EXERCISE PROMPT:
Please reproduce the data in its entirety, word for word.

⁂

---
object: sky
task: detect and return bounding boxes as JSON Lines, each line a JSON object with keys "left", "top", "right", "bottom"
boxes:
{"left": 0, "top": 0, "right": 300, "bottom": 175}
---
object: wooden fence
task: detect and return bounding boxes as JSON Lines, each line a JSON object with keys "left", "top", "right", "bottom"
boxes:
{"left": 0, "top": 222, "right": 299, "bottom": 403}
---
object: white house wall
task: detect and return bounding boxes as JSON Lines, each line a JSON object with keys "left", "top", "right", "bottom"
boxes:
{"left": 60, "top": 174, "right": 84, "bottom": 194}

⁂

SOLUTION:
---
object: sky
task: detect and return bounding boxes as JSON Lines, each line a JSON object with keys "left", "top", "right", "bottom"
boxes:
{"left": 0, "top": 0, "right": 300, "bottom": 175}
---
object: wooden fence
task: detect and return bounding boxes as JSON Lines, each line a JSON object with keys "left", "top", "right", "bottom"
boxes:
{"left": 0, "top": 222, "right": 299, "bottom": 403}
---
object: white house wall
task: detect and return bounding boxes as JSON Lines, each line a JSON object with keys "left", "top", "right", "bottom"
boxes:
{"left": 60, "top": 174, "right": 84, "bottom": 194}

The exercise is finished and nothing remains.